Problem statement: Which lines in the data below contain the word "door"? Report each of them in full, and treat uppercase and lowercase as different.

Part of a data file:
--

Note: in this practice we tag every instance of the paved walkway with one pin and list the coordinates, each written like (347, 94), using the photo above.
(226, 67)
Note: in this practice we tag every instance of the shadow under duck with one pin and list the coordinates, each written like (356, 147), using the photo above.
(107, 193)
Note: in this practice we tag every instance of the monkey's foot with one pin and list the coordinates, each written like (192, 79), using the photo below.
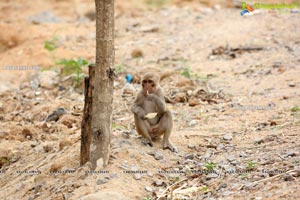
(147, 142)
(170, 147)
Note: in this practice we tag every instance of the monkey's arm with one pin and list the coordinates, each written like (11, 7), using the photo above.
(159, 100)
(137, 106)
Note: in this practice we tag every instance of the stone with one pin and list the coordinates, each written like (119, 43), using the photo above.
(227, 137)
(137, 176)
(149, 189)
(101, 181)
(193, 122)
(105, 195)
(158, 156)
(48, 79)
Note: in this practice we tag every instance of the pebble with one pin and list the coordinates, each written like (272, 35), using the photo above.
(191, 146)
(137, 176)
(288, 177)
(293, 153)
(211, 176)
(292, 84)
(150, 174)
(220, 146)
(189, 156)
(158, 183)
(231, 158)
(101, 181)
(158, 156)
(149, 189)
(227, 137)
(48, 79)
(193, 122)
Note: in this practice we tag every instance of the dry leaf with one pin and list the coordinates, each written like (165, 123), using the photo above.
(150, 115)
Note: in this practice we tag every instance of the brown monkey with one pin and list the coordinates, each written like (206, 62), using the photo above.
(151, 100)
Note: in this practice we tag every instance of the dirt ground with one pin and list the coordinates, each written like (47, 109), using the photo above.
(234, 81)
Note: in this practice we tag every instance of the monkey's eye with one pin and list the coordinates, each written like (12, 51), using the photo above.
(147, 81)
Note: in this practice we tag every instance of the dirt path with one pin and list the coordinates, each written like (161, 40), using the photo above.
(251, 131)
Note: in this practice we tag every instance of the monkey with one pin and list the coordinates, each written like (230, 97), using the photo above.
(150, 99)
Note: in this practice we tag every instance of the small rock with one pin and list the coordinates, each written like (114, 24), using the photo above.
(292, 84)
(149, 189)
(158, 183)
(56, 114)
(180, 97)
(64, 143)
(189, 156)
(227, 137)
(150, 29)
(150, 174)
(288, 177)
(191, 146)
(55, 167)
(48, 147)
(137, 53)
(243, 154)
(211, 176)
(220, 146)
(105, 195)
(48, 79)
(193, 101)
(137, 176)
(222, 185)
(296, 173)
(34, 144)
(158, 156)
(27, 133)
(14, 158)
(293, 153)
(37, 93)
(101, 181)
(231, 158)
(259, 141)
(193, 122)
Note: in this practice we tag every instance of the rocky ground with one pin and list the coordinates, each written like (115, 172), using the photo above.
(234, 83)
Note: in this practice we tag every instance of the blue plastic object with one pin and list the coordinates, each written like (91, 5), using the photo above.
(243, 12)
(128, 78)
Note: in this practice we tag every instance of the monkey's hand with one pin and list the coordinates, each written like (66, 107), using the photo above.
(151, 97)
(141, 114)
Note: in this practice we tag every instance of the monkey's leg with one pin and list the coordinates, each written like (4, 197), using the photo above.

--

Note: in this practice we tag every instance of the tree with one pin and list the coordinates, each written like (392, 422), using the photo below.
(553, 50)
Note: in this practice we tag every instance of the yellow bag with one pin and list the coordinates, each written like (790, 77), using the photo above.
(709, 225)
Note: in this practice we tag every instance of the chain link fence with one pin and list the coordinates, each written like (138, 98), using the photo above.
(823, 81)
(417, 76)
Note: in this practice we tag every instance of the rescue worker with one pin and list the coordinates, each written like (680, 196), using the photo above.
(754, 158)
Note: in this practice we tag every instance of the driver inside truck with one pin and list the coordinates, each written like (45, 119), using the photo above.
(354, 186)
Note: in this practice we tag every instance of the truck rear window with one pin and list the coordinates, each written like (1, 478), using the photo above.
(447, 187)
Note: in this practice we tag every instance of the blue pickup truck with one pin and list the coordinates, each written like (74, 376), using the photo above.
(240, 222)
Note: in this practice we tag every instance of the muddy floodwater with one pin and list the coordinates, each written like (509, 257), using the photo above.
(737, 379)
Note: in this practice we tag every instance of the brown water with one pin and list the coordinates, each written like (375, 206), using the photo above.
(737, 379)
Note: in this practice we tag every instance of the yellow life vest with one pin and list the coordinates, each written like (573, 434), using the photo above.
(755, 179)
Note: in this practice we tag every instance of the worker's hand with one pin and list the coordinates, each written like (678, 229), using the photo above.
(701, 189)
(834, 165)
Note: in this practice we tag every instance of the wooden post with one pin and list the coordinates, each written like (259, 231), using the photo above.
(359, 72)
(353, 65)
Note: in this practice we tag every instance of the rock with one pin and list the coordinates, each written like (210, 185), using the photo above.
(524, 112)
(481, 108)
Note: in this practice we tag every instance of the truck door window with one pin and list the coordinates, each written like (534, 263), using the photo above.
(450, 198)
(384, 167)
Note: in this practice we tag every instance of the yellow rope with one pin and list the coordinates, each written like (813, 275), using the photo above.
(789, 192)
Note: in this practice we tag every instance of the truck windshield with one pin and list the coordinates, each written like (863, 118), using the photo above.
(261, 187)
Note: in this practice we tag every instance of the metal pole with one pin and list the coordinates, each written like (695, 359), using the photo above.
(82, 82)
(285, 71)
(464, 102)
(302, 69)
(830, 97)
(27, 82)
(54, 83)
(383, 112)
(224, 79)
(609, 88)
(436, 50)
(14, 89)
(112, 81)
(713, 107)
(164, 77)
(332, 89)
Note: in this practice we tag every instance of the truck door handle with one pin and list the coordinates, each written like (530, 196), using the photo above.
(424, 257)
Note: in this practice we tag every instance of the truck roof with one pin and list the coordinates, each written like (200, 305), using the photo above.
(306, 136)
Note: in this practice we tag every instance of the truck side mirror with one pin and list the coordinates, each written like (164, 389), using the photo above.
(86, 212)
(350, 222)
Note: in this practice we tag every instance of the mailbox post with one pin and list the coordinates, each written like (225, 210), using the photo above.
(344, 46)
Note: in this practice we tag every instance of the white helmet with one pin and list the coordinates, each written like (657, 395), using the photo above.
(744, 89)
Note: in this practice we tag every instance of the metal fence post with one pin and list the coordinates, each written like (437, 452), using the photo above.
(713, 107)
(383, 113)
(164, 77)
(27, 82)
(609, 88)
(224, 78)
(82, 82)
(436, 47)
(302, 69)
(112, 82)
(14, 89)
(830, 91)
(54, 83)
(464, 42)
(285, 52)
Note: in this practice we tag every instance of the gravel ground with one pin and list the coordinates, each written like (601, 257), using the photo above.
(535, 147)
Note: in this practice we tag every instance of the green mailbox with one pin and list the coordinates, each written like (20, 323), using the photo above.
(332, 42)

--

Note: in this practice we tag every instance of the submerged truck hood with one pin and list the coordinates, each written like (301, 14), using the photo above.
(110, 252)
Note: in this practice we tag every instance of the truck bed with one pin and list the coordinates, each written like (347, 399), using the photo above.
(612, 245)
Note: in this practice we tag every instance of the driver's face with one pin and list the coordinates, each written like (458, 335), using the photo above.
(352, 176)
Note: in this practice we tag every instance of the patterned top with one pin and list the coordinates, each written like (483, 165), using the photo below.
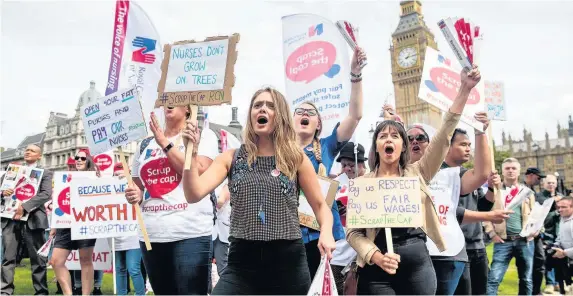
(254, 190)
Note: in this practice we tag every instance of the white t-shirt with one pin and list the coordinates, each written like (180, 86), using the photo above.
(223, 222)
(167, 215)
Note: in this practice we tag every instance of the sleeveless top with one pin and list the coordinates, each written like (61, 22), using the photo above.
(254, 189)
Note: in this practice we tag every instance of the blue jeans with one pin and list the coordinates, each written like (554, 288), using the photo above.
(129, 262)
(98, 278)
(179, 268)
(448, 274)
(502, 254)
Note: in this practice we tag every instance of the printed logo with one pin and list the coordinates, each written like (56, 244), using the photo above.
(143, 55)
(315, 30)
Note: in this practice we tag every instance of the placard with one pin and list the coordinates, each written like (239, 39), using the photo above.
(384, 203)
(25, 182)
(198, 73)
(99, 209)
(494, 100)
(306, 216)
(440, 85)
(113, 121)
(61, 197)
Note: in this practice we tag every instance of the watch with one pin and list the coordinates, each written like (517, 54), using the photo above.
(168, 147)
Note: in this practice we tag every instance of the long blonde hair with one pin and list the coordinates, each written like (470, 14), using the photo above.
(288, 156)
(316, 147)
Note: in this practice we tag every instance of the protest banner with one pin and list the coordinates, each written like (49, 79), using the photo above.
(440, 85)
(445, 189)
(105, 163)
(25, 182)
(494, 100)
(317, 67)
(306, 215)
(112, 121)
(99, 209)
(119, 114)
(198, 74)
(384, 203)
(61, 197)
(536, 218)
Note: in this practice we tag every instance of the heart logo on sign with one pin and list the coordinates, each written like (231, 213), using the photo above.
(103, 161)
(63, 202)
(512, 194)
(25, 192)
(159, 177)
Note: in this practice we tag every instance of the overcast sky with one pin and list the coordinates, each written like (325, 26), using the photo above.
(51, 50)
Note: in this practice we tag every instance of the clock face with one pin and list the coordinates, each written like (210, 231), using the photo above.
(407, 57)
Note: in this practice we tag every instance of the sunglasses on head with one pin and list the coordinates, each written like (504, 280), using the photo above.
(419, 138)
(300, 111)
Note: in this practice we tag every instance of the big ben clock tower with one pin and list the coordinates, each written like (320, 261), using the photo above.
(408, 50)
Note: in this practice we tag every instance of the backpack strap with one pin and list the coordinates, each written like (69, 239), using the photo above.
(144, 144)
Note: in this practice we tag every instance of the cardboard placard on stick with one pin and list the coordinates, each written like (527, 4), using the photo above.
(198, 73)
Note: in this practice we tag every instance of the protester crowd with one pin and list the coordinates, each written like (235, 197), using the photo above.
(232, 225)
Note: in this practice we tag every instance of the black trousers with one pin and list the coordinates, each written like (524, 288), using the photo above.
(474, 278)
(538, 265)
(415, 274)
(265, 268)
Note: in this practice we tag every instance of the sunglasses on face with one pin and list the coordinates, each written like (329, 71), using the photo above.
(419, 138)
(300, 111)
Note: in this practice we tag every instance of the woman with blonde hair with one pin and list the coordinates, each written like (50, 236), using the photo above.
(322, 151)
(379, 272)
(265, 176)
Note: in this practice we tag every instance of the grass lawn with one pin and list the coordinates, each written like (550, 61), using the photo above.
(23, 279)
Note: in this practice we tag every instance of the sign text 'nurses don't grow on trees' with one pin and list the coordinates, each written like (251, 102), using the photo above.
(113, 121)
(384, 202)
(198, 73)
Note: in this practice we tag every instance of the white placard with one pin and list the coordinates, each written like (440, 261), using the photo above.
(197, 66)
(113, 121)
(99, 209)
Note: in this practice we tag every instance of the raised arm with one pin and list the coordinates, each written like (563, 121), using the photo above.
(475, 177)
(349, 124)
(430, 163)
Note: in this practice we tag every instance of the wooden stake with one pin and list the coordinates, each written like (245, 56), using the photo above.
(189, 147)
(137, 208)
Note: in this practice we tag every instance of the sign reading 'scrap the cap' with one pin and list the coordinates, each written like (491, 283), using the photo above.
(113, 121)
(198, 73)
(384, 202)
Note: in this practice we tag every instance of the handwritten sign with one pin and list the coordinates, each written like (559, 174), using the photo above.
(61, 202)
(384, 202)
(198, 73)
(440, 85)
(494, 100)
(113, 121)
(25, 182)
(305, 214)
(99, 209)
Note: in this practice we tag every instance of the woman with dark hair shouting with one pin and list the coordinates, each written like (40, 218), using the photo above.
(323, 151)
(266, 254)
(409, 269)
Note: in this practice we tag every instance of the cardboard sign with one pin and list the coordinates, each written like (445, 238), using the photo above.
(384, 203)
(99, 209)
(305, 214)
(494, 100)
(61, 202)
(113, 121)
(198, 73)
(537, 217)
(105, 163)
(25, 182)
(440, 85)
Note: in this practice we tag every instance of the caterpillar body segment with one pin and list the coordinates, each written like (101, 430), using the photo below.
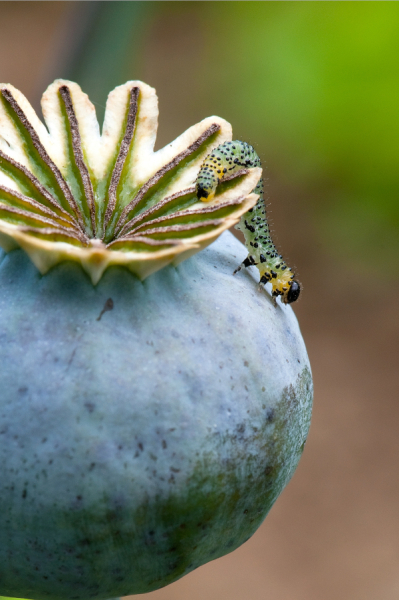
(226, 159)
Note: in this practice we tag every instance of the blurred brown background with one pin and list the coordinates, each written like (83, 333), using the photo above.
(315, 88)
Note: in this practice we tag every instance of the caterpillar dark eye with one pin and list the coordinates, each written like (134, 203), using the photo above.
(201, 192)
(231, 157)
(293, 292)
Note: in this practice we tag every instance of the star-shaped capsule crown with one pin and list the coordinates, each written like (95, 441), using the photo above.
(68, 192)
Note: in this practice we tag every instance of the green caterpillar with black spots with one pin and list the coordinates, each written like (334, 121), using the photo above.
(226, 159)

--

Written solution:
Note: in this practice we tag every instance of the truck door window with one pin and list the coordinates, each written like (534, 263), using the photo above.
Note: in this practice we tag every instance of the truck door handle with one pin and list the coordinates, each written like (530, 196), using the photo above.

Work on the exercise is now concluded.